* WHAT THE TASK REQUIRES
Reproduce the data below verbatim, starting at the line containing "Presumably the mountain silhouette" and continuing through the end of the data, both ends included.

## start RECORDS SHOWN

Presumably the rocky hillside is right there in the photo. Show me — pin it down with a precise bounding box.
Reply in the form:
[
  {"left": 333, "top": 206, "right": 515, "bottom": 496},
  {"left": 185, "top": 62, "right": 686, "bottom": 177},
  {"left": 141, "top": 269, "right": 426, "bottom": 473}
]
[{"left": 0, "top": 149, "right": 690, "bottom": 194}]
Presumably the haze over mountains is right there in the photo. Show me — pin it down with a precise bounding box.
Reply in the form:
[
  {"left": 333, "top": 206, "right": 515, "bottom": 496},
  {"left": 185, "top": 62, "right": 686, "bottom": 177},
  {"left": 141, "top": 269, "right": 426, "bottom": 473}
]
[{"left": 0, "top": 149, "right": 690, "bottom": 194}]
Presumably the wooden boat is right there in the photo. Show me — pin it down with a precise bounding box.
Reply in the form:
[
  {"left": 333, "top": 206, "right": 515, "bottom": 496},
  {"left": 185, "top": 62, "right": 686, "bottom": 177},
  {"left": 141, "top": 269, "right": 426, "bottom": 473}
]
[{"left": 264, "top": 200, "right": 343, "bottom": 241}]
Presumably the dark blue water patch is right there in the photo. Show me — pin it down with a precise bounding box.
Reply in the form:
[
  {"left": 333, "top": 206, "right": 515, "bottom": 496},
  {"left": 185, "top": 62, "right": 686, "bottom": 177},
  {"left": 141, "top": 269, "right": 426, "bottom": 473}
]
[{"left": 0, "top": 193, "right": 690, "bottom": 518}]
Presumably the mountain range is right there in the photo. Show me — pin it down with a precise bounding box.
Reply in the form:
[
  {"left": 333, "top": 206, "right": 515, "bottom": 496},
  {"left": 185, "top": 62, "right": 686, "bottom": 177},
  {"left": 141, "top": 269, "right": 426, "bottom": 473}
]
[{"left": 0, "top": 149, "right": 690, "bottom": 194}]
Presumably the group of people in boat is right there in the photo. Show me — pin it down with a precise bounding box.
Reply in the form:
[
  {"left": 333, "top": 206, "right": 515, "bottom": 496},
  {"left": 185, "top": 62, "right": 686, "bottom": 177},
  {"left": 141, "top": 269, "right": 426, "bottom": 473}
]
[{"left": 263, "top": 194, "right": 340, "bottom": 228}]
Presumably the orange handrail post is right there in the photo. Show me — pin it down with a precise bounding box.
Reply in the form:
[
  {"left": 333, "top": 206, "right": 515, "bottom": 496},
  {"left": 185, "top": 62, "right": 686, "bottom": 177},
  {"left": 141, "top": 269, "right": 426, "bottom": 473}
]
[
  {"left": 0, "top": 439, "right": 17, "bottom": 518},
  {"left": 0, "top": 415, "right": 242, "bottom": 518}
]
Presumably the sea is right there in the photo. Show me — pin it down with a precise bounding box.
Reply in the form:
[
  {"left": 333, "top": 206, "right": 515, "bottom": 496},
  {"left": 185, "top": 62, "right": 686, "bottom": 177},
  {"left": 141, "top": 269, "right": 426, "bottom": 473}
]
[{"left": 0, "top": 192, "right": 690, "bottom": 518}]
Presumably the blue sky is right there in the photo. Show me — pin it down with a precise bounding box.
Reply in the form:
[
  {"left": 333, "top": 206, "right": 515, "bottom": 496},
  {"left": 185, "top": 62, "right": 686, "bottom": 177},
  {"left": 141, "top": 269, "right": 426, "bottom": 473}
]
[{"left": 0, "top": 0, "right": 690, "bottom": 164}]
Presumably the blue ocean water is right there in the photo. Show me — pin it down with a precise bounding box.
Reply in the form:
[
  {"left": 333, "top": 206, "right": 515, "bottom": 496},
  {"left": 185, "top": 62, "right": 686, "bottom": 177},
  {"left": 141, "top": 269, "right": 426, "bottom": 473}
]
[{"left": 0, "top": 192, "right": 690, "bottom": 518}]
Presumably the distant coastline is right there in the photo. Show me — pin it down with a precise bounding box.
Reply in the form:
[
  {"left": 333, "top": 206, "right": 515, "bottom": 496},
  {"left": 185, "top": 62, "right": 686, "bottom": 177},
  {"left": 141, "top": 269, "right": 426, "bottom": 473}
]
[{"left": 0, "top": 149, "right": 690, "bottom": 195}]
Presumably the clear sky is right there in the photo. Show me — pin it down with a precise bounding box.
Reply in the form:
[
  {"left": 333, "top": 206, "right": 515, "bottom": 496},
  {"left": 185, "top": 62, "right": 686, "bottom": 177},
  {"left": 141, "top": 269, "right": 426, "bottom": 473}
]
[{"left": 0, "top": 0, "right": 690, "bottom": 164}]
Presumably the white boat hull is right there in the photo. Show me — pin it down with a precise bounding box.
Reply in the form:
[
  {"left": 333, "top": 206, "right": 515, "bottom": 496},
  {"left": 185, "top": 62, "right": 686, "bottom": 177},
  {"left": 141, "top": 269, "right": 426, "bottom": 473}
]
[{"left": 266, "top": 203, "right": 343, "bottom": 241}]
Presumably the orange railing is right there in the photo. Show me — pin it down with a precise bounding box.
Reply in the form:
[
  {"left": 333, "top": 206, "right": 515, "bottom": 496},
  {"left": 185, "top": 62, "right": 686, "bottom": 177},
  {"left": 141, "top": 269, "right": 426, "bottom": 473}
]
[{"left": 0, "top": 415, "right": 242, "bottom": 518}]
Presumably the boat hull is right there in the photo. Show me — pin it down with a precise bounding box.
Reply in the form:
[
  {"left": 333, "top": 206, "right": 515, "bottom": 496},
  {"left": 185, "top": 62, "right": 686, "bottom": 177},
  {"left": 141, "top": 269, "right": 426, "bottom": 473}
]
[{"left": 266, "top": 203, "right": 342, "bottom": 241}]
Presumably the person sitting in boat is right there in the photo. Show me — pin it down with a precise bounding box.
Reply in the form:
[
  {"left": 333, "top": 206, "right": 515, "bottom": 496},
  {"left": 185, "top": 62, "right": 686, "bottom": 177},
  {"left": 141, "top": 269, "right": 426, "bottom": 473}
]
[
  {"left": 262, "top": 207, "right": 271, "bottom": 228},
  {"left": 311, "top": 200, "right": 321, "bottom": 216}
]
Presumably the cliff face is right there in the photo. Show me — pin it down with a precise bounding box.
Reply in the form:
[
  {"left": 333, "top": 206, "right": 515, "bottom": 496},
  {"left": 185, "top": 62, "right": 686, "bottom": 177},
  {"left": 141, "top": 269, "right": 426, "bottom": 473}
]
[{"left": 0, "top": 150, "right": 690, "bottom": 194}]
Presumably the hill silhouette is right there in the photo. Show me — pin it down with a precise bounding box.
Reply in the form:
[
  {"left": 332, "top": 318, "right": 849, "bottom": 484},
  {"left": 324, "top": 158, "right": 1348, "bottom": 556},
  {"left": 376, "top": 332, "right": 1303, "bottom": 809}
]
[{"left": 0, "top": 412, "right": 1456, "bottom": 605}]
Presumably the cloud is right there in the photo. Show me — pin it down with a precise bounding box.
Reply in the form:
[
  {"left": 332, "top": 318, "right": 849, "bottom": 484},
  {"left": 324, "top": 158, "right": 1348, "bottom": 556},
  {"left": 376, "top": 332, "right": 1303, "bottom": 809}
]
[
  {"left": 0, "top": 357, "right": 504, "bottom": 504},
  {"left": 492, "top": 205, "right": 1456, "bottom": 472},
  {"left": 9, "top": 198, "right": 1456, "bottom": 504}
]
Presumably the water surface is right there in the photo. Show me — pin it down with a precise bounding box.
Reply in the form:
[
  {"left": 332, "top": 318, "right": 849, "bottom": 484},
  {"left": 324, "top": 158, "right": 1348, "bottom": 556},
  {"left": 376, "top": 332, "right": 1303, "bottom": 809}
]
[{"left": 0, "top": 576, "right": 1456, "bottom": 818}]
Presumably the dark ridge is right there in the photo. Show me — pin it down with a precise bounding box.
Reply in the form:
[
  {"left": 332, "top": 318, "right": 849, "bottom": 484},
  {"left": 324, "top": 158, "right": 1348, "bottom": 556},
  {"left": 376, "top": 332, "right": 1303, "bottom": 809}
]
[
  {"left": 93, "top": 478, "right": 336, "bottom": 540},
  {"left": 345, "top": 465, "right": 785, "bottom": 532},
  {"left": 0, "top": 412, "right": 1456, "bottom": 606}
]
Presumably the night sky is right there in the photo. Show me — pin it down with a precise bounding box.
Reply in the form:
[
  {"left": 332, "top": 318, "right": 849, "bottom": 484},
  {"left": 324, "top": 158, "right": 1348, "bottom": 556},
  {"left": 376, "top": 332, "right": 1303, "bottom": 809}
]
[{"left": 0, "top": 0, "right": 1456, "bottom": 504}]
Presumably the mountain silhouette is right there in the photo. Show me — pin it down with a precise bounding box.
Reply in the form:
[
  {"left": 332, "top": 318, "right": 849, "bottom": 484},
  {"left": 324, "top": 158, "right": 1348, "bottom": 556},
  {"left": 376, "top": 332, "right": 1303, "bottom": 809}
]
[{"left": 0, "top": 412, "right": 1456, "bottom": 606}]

## end RECORDS SHOWN

* WRITTEN SOLUTION
Presumably the mountain silhouette is right there in the photo. Show me — pin it down with a precise bounding box.
Reply in the form:
[
  {"left": 332, "top": 318, "right": 849, "bottom": 484},
  {"left": 324, "top": 158, "right": 1348, "bottom": 556},
  {"left": 376, "top": 332, "right": 1303, "bottom": 809}
]
[{"left": 0, "top": 412, "right": 1456, "bottom": 606}]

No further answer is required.